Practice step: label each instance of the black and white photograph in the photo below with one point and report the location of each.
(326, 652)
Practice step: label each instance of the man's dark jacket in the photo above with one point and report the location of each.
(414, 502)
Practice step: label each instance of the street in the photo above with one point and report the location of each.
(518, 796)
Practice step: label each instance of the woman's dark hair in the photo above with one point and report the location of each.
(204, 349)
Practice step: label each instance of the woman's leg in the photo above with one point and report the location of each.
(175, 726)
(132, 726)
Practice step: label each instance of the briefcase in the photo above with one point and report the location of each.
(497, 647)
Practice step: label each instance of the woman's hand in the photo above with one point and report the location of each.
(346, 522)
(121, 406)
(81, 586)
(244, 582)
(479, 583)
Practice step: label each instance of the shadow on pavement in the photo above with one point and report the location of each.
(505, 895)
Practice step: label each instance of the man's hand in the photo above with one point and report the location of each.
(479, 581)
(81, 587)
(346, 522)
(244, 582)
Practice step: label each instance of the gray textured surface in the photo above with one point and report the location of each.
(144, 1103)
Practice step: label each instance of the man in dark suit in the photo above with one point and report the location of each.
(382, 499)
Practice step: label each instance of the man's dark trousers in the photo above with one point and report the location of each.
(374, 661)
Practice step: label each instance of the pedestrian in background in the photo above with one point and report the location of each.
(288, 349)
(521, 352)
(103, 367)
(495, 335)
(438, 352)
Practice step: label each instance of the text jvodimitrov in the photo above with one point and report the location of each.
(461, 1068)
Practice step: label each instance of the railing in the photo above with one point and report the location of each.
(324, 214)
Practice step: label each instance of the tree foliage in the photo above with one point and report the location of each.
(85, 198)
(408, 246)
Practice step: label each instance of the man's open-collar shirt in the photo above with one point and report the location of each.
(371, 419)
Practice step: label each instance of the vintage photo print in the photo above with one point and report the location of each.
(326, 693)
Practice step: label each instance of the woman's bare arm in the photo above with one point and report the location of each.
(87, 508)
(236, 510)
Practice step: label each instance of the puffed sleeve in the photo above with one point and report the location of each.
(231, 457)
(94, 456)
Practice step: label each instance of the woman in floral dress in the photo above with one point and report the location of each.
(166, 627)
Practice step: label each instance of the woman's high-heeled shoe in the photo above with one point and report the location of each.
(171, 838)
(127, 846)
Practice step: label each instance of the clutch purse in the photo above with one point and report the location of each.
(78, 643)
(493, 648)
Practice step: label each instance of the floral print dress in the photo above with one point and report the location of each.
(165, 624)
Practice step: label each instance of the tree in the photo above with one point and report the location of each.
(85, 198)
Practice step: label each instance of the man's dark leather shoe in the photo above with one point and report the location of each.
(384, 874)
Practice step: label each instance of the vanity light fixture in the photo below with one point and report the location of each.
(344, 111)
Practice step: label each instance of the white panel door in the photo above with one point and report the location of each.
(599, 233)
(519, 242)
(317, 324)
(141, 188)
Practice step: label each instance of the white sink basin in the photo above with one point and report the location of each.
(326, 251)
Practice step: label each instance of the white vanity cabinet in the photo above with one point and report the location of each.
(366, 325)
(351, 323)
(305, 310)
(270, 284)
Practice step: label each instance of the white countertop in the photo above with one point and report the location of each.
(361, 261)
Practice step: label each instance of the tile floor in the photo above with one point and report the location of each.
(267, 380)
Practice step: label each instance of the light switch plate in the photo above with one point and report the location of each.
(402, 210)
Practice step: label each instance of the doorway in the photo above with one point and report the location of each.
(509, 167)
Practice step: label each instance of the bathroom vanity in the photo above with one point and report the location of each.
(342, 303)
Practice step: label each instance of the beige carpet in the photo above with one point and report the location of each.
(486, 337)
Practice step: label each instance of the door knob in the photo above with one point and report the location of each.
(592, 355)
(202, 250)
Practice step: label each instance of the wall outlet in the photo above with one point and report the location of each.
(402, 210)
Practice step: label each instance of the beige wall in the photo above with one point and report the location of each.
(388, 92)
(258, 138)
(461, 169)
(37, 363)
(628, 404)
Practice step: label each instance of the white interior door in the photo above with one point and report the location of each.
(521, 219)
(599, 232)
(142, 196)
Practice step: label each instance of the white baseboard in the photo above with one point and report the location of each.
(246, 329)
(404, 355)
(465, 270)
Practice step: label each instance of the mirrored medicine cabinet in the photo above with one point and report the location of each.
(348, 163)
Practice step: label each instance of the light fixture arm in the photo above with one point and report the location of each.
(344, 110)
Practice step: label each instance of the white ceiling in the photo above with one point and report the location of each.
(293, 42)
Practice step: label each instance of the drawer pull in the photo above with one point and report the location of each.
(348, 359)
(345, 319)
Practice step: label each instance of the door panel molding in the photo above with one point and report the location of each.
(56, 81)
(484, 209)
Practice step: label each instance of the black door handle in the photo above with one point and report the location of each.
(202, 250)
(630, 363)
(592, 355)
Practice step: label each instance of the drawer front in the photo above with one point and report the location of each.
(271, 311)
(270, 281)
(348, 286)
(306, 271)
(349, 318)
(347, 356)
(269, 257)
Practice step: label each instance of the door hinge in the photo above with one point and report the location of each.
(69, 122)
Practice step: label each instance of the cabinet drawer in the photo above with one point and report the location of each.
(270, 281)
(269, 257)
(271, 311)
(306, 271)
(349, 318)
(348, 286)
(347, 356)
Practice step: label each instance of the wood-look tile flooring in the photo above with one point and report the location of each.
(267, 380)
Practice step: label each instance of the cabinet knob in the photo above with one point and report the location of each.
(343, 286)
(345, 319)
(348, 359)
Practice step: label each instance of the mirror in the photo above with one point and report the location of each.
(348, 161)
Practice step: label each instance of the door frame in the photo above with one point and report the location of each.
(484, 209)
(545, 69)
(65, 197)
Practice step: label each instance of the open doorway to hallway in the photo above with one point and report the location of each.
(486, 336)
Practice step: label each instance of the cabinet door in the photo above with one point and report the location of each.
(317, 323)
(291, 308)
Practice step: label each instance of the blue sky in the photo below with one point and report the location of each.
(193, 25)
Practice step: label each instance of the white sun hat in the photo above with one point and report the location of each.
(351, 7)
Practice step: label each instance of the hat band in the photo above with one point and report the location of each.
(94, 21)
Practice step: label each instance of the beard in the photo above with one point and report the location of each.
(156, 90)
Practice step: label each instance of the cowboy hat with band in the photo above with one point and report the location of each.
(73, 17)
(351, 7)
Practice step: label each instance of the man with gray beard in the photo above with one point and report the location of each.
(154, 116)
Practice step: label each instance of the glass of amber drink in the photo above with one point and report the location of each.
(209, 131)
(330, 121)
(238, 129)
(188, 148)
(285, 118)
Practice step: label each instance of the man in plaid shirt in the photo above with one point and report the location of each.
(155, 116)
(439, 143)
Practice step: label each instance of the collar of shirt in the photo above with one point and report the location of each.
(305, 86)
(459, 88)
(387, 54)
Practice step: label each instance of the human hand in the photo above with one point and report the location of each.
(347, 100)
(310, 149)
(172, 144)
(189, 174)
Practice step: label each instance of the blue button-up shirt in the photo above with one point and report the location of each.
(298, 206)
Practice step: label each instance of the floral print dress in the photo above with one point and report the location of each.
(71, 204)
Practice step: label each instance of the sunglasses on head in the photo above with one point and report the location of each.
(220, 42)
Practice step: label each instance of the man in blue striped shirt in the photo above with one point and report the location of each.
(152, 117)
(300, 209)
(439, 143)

※ ※ ※

Set down, exactly and in full, the lines from the one containing "Practice step: label each instance of the glass" through the end of the entries; no other line belongs.

__EXERCISE SOLUTION__
Practice step: label each instance of the glass of amber drink in the photo above with one point and report the location of each.
(209, 131)
(330, 121)
(238, 129)
(188, 148)
(285, 118)
Practice step: label each instance of the man in plaid shirt in the photo above with one point and report the location of each.
(155, 116)
(439, 143)
Practice step: label each instance of the collar of shirt in the photo above with one point and report the location of each.
(305, 86)
(459, 88)
(387, 54)
Practice step: label each instance of the human hand in the photo above with one point and report the location of each.
(347, 100)
(310, 149)
(172, 144)
(189, 174)
Practice step: label each instance of the blue button-up shirt in the photo above with one point and report the location of each.
(298, 206)
Practice step: label each instance of the floral print dress in the photo above with one point and report the location of each.
(71, 204)
Practice step: label each instance of the sunglasses on head in the photo above with one point and report the location of each.
(220, 42)
Practice step: label each instance of the man in blue striped shirt in the photo above with one point and report the location of each.
(152, 117)
(300, 209)
(439, 143)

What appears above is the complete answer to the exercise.